REQUIRED ACTION - Continue the passage about the Carnton Plantation, picking up after its last sentence.

WHERE: Franklin, Tennessee – the Carnton Plantation
WHAT: Back in the 1820s, the McGavocks built a home on 1,420 acres in Franklin, Tennessee and called is Carnton (from the word “cairn”, meaning a pile of stones to mark a memorable event). Influential in the area, people such as Andrew Jackson visited. When Mr. McGavock passed away, the plantation was passed down to his son John. At that time John expanded the property making it even more beautiful and noteworthy.
John married Carrie Winder, a Louisiana girl and they went on to have a family. Everything seemed to be going well.
Then, on the afternoon of November 20, 1864, their lives changed.
As Carrie stood in her yard that day, she watched as 19,000 Tennessee soldiers marched around her house, heading for the center of Franklin where the Federal army of similar size was waiting. The ensuing battle was horrific and hundreds were killed or wounded. Suddenly the genteel country home was an army hospital.
The wounded in hundreds were brought to Carnton during the Battle and all the night after. Every room was filled, every bed had two poor fellows, every spare space, every niche, and corner under the stairs … (Letter from a Colonel to his wife printed in the Carnton brochure.)

Records from a dataset
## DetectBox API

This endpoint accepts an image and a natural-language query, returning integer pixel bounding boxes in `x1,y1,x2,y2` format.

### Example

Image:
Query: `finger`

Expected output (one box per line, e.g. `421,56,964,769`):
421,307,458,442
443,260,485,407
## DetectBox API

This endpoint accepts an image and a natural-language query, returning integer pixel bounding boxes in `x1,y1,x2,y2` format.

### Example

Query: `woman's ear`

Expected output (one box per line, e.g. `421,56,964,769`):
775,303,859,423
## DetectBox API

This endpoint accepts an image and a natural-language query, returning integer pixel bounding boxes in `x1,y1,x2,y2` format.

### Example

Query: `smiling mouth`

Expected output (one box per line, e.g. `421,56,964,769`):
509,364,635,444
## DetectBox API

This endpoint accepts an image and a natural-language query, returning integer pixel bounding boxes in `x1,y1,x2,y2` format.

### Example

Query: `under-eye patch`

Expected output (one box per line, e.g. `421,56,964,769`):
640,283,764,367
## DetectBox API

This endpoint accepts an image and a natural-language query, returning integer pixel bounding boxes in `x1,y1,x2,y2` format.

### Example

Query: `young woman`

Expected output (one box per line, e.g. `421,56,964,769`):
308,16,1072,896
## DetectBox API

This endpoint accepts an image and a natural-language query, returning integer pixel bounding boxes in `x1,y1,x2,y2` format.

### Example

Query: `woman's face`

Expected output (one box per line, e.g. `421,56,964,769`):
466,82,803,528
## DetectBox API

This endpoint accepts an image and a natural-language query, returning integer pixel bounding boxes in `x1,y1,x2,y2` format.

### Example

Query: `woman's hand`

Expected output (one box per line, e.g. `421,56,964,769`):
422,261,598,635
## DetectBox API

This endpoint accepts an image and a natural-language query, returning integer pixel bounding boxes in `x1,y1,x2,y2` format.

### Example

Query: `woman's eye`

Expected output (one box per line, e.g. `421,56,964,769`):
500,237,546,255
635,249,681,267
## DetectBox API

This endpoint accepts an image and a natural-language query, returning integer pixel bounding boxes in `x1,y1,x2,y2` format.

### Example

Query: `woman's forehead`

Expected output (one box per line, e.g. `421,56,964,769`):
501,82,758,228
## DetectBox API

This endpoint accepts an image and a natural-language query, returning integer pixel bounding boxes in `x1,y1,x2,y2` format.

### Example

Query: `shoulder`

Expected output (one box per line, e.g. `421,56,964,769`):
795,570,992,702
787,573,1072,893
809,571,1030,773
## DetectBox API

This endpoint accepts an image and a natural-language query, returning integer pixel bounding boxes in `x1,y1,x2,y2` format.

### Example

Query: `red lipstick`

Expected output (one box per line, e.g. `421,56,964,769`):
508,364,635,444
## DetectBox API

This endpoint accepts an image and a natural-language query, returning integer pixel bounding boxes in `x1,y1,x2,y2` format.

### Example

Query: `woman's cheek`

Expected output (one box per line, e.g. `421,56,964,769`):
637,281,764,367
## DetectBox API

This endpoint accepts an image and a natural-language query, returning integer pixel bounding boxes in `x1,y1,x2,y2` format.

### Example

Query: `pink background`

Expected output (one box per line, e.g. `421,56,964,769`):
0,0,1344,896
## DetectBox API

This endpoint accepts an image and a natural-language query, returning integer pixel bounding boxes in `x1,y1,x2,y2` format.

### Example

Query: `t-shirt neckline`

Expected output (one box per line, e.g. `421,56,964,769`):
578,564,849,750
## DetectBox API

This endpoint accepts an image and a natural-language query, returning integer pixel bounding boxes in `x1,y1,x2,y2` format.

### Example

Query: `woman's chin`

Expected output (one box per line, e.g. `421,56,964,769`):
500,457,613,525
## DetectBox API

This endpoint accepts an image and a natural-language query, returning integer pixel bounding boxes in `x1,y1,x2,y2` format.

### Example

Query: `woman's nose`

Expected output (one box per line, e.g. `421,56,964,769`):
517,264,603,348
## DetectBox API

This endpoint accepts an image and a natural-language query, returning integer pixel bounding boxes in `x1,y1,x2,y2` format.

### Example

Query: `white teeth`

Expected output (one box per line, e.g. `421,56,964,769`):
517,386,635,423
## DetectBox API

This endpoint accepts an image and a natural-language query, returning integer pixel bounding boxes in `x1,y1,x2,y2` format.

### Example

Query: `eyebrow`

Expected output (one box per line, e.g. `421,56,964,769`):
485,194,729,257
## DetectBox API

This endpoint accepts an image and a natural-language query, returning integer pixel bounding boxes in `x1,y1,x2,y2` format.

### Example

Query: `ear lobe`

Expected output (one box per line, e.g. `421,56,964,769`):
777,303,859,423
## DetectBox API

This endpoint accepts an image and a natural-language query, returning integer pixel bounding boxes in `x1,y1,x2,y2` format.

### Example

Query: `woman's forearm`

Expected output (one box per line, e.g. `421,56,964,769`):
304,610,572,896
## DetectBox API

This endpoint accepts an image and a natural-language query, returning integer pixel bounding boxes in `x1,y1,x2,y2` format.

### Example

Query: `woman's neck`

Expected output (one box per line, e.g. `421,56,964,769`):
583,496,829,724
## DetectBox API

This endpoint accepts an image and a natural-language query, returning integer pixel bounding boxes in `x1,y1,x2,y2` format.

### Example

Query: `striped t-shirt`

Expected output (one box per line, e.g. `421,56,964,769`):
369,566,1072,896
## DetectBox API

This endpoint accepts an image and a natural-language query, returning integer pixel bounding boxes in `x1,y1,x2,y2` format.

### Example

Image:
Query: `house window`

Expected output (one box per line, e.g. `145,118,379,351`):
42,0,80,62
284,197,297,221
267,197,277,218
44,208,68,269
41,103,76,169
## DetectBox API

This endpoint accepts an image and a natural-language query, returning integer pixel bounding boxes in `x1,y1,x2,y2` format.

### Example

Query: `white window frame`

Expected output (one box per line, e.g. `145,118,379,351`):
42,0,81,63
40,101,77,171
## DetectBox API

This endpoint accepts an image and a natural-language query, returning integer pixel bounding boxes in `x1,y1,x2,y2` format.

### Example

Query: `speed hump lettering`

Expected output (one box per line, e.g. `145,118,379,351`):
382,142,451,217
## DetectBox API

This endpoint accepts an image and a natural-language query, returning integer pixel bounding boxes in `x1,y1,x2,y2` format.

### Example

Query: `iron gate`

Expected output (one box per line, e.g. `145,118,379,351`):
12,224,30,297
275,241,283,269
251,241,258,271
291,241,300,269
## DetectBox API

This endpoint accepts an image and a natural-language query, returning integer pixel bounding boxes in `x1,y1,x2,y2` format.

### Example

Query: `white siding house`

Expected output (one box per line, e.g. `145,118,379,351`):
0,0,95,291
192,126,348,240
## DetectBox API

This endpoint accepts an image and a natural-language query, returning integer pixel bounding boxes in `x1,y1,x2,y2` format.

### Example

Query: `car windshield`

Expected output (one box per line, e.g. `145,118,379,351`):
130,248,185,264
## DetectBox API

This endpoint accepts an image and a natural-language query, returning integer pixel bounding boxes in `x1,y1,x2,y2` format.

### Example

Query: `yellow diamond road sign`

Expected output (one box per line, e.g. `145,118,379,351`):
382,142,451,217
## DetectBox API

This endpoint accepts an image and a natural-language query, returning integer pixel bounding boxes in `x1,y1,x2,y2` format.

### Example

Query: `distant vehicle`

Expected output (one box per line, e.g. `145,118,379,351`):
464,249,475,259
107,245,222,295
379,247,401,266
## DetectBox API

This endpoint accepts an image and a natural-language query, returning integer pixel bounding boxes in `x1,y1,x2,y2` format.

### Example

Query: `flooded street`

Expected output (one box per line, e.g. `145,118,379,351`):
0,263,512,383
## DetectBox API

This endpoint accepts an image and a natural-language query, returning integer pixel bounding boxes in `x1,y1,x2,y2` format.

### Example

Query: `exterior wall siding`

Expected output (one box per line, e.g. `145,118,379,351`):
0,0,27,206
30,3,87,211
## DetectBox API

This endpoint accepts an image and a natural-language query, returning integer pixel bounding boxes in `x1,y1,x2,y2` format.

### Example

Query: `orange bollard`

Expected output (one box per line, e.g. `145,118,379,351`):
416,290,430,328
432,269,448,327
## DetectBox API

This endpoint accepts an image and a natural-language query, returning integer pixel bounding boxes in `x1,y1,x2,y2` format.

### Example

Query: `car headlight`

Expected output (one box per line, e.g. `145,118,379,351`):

WRITTEN RESPONSE -
The bodies of the confederate generals were placed on the porch. In letters home, soldiers wrote of the wailing of those in pain and those dying. Carrie McGavock and her family helped nurse the wounded.
Many of those who died were buried on the property in what is now known as the Confederate Cemetary. Carrie became keeper of the cemetery, meticulously recording the names of the soldiers who had died and in which tomb they were buried.
SIDEBAR: The guide was well-informed and even pointed us to a website done by the Smithsonian which listed myths told in house museums. For instance, homeowners were NOT taxed for closets something you often hear in old houses.
KID FACTOR: Lots of land/gardens to explore for younger kids. Older kids might find the story of the Carnton home interesting – and there are still blood stains on the floor. But this is not a happy place in that the events of its history are gruesome. If you did take your children, you will need to discuss the circumstances.